(Supplied text Opens)
Prostate Cancer Survival Rate
Prostate cancer has one of the highest survival rates among other cancers, as it grows slowly and is non-aggressive. Skin cancer is the most common cancer, followed by prostate cancer in men. Statistics reveal that 1 in 36 men die from prostate cancer. Most cases of the cancer of prostate are detected in elderly men, since the disease is slow growing.
More often than not, prostate cancer cases are detected in older men over 70 years of age. This means that if we consider their survival rate over the next five years, most of them die of other age-related causes, which are not related to prostate cancer.
Deducting these men to calculate prostate cancer survival rate, we will get the relative survival rates for this cancer.
- In 99% of cases, men detected with the most common type of prostate cancer, survive longer than five years following their diagnosis.
- The prognosis is even better for men whose cancer is localized to the prostate. Among the 99% men suffering from prostate cancer, 90% have localized cancer. This increases their survival rate. Almost all of these men are expected to live at least five years.
(Supplied text Closes)
(Listed records Opens)
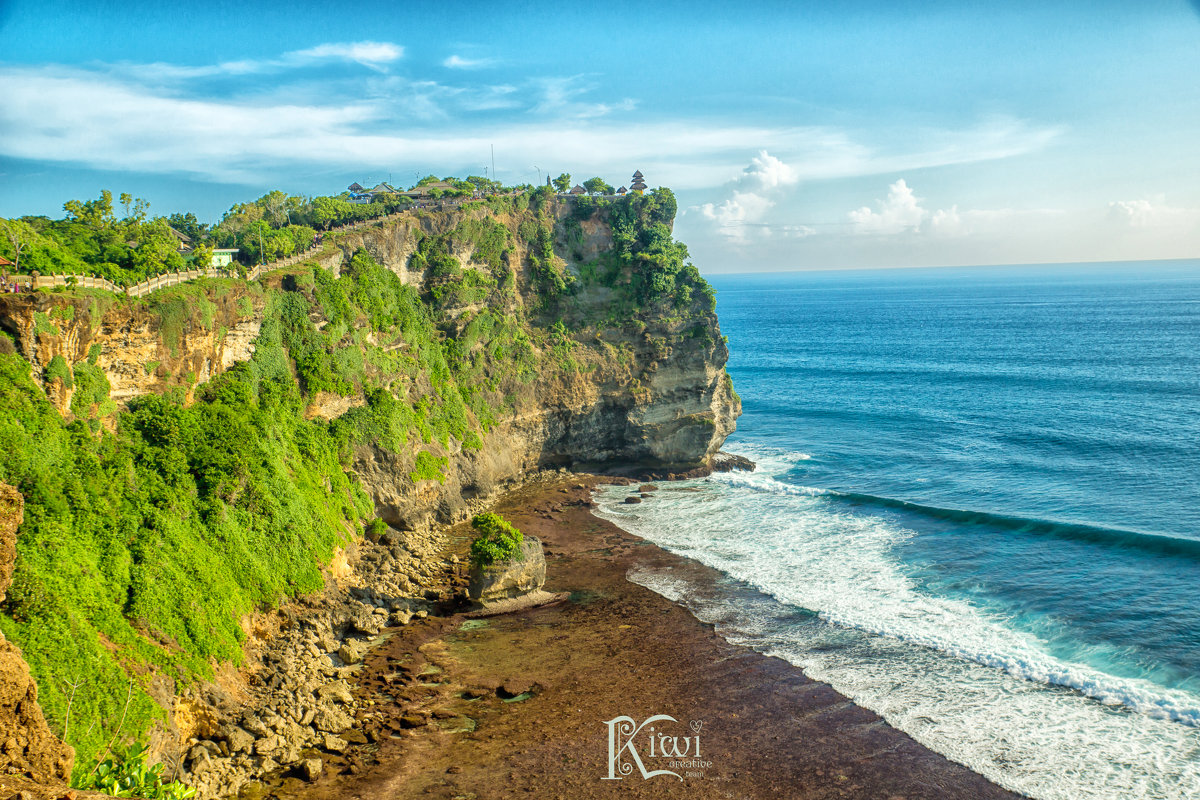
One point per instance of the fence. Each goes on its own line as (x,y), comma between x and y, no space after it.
(34,282)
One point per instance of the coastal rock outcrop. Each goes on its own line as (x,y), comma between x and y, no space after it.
(521,575)
(474,374)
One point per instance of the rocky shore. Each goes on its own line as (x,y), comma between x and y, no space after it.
(373,692)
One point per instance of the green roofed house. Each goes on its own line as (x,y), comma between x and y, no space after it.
(223,257)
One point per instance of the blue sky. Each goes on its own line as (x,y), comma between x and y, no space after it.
(796,134)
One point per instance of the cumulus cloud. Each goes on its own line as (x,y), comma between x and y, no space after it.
(67,115)
(462,62)
(372,54)
(899,212)
(1151,214)
(751,196)
(168,119)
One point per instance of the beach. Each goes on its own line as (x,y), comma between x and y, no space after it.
(517,704)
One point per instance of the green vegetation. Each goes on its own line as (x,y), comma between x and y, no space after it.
(126,775)
(497,541)
(59,370)
(148,537)
(430,468)
(144,547)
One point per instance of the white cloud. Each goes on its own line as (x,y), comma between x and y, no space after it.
(751,196)
(149,118)
(767,172)
(462,62)
(372,54)
(1151,215)
(898,214)
(75,116)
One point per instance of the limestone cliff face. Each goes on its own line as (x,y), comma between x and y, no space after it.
(651,392)
(641,390)
(649,395)
(142,346)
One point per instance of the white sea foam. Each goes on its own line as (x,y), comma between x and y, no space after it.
(947,672)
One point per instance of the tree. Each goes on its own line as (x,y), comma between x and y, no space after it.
(202,257)
(135,209)
(598,186)
(95,214)
(18,238)
(189,226)
(277,204)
(Listed records Closes)
**Tasks and exercises:**
1. In the prostate cancer survival text, which cancer is named as the most common?
2. Carry on the text about prostate cancer survival rates from the point where it stops.

**Responses by task:**
1. Skin cancer is the most common cancer.

2.
- According to American Cancer Society, the relative 15-year survival rate of men diagnosed with prostate cancer is 91%
Stages of Prostate Cancer
Doctors use the TNM staging system to determine the stage of prostate cancer in men. The staging system describes the extent of the cancer’s growth, wherein
- T stands for the size and extent of tumor
- N is used for measuring the extent of the spread of cancer to lymph nodes
- M categorizes the spread of cancer to different organs, such as bladder, lungs, liver, also known as metastasis
A score of T3 gives the doctor an idea of the growth of the tumor beyond the prostate. Once the TNM score is calculated, doctors will combine it with the Gleason score. The figure will then be added to PSA levels. This helps them assign a specific stage to the cancer.
All in all, prostate cancer survival rate is favorable, primarily because of the slow growth and spread of the disease and advancements in treatment technology.